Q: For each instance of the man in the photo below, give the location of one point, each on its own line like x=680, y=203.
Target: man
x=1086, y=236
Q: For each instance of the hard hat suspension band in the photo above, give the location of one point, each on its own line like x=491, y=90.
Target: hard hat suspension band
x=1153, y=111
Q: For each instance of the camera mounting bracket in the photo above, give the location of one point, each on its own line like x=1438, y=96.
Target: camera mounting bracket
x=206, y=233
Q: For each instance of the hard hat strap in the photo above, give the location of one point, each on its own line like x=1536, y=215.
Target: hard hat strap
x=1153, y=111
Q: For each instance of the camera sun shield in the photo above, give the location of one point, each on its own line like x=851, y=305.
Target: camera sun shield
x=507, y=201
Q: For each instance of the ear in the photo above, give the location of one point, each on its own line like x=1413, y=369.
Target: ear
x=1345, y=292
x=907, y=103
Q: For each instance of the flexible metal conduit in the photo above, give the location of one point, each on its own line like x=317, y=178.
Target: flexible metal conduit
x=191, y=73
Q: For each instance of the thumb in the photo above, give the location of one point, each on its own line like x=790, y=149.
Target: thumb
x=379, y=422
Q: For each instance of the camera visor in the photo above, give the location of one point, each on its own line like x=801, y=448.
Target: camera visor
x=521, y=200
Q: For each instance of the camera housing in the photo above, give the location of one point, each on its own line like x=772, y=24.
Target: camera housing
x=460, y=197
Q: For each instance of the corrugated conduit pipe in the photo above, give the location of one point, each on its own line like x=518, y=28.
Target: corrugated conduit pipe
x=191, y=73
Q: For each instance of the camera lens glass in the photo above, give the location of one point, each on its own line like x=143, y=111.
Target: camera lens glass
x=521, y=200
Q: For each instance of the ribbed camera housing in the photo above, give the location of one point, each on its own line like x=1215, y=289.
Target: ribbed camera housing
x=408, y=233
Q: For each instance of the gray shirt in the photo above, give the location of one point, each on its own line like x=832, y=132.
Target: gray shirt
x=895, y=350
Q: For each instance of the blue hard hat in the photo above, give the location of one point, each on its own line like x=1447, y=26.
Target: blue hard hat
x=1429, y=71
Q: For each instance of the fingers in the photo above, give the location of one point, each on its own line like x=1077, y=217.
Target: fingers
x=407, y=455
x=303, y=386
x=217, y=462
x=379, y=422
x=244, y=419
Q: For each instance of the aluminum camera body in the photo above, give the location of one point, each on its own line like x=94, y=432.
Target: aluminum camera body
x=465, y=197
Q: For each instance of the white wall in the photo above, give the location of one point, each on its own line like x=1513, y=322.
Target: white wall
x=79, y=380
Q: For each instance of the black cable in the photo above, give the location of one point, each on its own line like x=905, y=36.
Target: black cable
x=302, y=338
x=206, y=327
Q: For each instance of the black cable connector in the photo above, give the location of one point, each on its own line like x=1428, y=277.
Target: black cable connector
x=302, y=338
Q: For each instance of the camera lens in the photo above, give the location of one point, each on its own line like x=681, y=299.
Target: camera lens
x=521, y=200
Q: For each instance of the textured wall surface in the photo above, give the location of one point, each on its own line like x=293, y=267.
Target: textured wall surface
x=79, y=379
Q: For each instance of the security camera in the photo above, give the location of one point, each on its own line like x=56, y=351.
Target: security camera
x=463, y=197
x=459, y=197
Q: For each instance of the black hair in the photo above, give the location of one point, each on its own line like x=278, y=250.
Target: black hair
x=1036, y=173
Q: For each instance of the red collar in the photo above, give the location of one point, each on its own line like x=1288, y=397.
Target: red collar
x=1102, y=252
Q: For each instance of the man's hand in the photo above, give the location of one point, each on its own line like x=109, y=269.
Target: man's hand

□ □ □ □

■ Set problem
Lay out all of the lines above as a numbered list, leaving out any blank ones.

■ Response for this exercise
1. Q: For each instance of the man in the photo below, give the location of one point, each on its own line like x=680, y=203.
2. Target: man
3. x=1086, y=236
4. Q: For each instance of the hard hat suspension band in the photo above, give the location of one point, each on its own line like x=491, y=90.
5. Target: hard hat suspension band
6. x=1153, y=111
7. Q: For each instance of the camera mounting bracket in the photo above, give the location of one point, each on its own line like x=1438, y=96.
8. Target: camera mounting bracket
9. x=206, y=233
10. Q: For each instance of the hard hat strap in the photo above, give the location of one point, each on its own line like x=1536, y=215.
11. Target: hard hat strap
12. x=1153, y=111
13. Q: For each instance of the camera sun shield in the photo above, give the location of one point, each on its own line like x=851, y=305.
14. Target: camera sun shield
15. x=507, y=201
16. Q: For each instance of the ear in the photo above, give the location of one point, each on its own line like x=1413, y=369.
17. Target: ear
18. x=1345, y=292
19. x=907, y=103
20. Q: For each instance of the flexible metal conduit in the photo above, give the location of one point, each on its own line like x=317, y=178.
21. Target: flexible metal conduit
22. x=191, y=73
23. Q: For each instance of the thumb in the photo above, give the location of one point, each on its own line like x=790, y=149.
24. Target: thumb
25. x=379, y=422
26. Q: For each instance of the camera visor in the photo above, give the location of one point, each on its own line like x=801, y=448.
27. Target: camera visor
28. x=521, y=200
29. Q: For each instance of the camera housing in the photo above, give the location of one point, each on its own line like x=772, y=24.
30. Target: camera housing
31. x=460, y=197
32. Q: For each instance of the corrugated conduit pipe in the photo above, give the location of one point, each on its own line like x=518, y=28.
33. Target: corrugated conduit pipe
34. x=191, y=73
35. Q: For each instance of the camera lens glass in the photo above, give the location of one point, each on its own line like x=143, y=111.
36. Target: camera lens glass
37. x=521, y=200
38. Q: For each instance of the ribbed camera housing in the photo above, give the location of one point, each on its own line like x=1215, y=289.
39. Target: ribbed camera housing
40. x=408, y=233
41. Q: For each instance of the gray shirt in the photo above, give the location of one point, each on its own line like x=832, y=132.
42. Target: gray shirt
43. x=895, y=350
44. Q: For each instance of the blue hard hat in the photo above, give the location of one point, each on its own line like x=1447, y=26.
45. Target: blue hard hat
46. x=1429, y=71
47. Q: For each instance of the fingers in the photo above, give the location of one point, each on its own line like x=1077, y=217.
48. Target: fingers
49. x=407, y=455
50. x=303, y=386
51. x=217, y=462
52. x=379, y=422
53. x=244, y=419
54. Q: For each instance of the aluminum camera body in the photo above, give the location of one point, each on its own line like x=94, y=432.
55. Target: aluminum camera body
56. x=465, y=197
57. Q: For each instance of the white wall in the photo above, give the location of one point, each on its own line like x=1513, y=322.
58. Target: white wall
59. x=79, y=380
60. Q: For each instance of the black cable in the photo above, give the location of one point, each on its own line like x=905, y=36.
61. Target: black cable
62. x=302, y=338
63. x=206, y=327
64. Q: For each instance of the black cable connector in the photo above, give the location of one point, each on its own line like x=1428, y=277.
65. Target: black cable connector
66. x=302, y=338
67. Q: For each instance of the camera lens in the photo above, give the location of one point, each on its own line like x=681, y=299.
68. Target: camera lens
69. x=521, y=200
70. Q: For each instance of the textured wall surface in the photo above, give the location of one point, each on its own line like x=293, y=267.
71. Target: textured wall surface
72. x=79, y=379
73. Q: For each instance of the security camera in the photo above, give the location of one point, each on its own line like x=56, y=351.
74. Target: security camera
75. x=463, y=197
76. x=459, y=197
77. Q: For each instance of the black hair in the photo above, give the location of one point, each on its own line like x=278, y=250.
78. Target: black hair
79. x=1036, y=173
80. Q: For each instance of the red collar in the photo above, give the location of one point, each on its own line like x=1288, y=397.
81. Target: red collar
82. x=1102, y=252
83. Q: For each instance of the man's hand in the photo above, give the location of one point, each on its own line like x=109, y=269.
84. Target: man's hand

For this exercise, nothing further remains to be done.